Júlio Rodrigues passa uma noite por semana no quartel de Sintra – das 21h às 7h –, onde a espera pelas chamadas e “os picos de adrenalina” são o mais difícil. “Ou já nasce com a pessoa ou tens mesmo que ter um grande gosto, porque é uma área muito exigente – a nível familiar, pessoal e de tempo”, confessa.
Marta Pais de Almeida, 15 anos
“Nunca vou usar isto, podia dar”
Marta foi sempre aplicada na escola e ficava fascinada com todo o tipo de material escolar, desde estojos a condizer, a kits de canetas, lápis e marcadores de todas as cores possíveis. Deliciava-se nas papelarias sempre que começava o ano letivo. Quando fez 9 anos, em 2013, foi a Moçambique com a família e entre muitos locais, visitou uma escola nos arredores de Pemba – a escola de Mútua. “Eles riam, e brincavam às apanhadas, andavam descalços, tinham os manuais todos virados ao contrário e rasgados e uma caneta, não tinham paredes, nem mesas ou cadeiras, mas sorriam à mesma. Foi uma experiência que me marcou sem dúvida”, conta ao i. As memórias ficaram lá e já este ano, quando Moçambique foi assolado pelas cheias teve uma ideia: “Eu estava a arrumar o meu quarto e a escolher o meu material escolar, e de repente quando dei por mim tinha 3 ou 4 canetas totalmente iguais e pensei: “Claramente que nunca vou usar isto ao mesmo tempo, podia perfeitamente dar”. Olhei para a televisão – onde estava a dar uma reportagem sobre os ciclones e todo aquele desastre – e daí surgiu a ideia de criar um projeto onde pudéssemos entregar material escolar às crianças moçambicanas”. O projeto foi criado em 2019, mas a constituição legal está prevista para janeiro de 2020. Marta conta que por agora, o foco do projeto estuDar é Moçambique e que a primeira campanha reverteu para a Associação HELPO (a qual se encarregou de fazer chegar o material angariado àquele país). Logo na primeira campanha foram enviadas “4891 unidades e 88 packs de material escolar”.
Daniela Rocha (e família), 29 anos
“Primo arrasta primo e chegámos a ser 25 na ronda”
Daniela nem sempre consegue, mas a sua família não falha uma ronda. Até há três anos a sua presença era mais regular, hoje nem tanto, mas nestas rondas do norte, dominadas pelos seus primos, o importante é que haja sempre quem leve comida quente aos que mais precisam, durante o ano todo (ver foto principal).

• **EXCERTOS DE DADOS**:
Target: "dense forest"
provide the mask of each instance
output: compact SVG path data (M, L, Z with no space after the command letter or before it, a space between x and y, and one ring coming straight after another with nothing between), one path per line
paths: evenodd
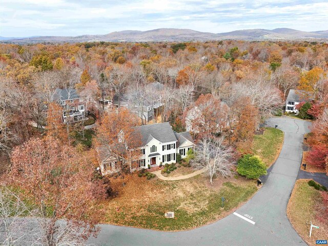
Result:
M315 120L308 137L308 163L328 172L327 72L328 43L316 42L0 44L2 173L8 175L9 170L9 183L24 183L40 204L56 200L53 194L57 194L60 201L52 205L57 211L52 221L63 217L85 221L81 214L67 213L73 200L75 211L85 209L95 224L99 214L87 204L113 193L109 181L93 172L98 165L95 149L104 143L115 146L121 129L127 133L134 126L169 121L179 132L189 122L196 140L215 133L228 136L227 144L240 154L248 153L260 124L284 114L291 89L306 92L307 102L298 106L298 116ZM160 92L153 86L158 84ZM97 129L85 130L84 121L65 124L51 117L57 88L77 90ZM148 120L119 103L117 109L105 105L115 95L127 97L141 113L152 102L160 100L161 106ZM201 117L191 119L195 108ZM34 152L39 154L32 158ZM31 163L45 160L52 172L39 166L38 175L70 184L58 185L54 192L46 182L38 182ZM72 172L54 175L59 162ZM31 173L22 174L22 169ZM68 192L76 185L68 181L72 180L80 181L83 192Z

• **EXERCÍCIO 1**: Segundo o texto extraído, para que associação reverteu a primeira campanha do projeto estuDar?
• **EXERCÍCIO 2**: Devolve o trecho do texto extraído entre "Daniela Rocha (e" e "(ver foto principal).", inclusive.
Usa apenas o texto extraído.

• **A TUA RESPOSTA 1**: Para a Associação HELPO.

• **A TUA RESPOSTA 2**:
Daniela Rocha (e família), 29 anos
“Primo arrasta primo e chegámos a ser 25 na ronda”
Daniela nem sempre consegue, mas a sua família não falha uma ronda. Até há três anos a sua presença era mais regular, hoje nem tanto, mas nestas rondas do norte, dominadas pelos seus primos, o importante é que haja sempre quem leve comida quente aos que mais precisam, durante o ano todo (ver foto principal).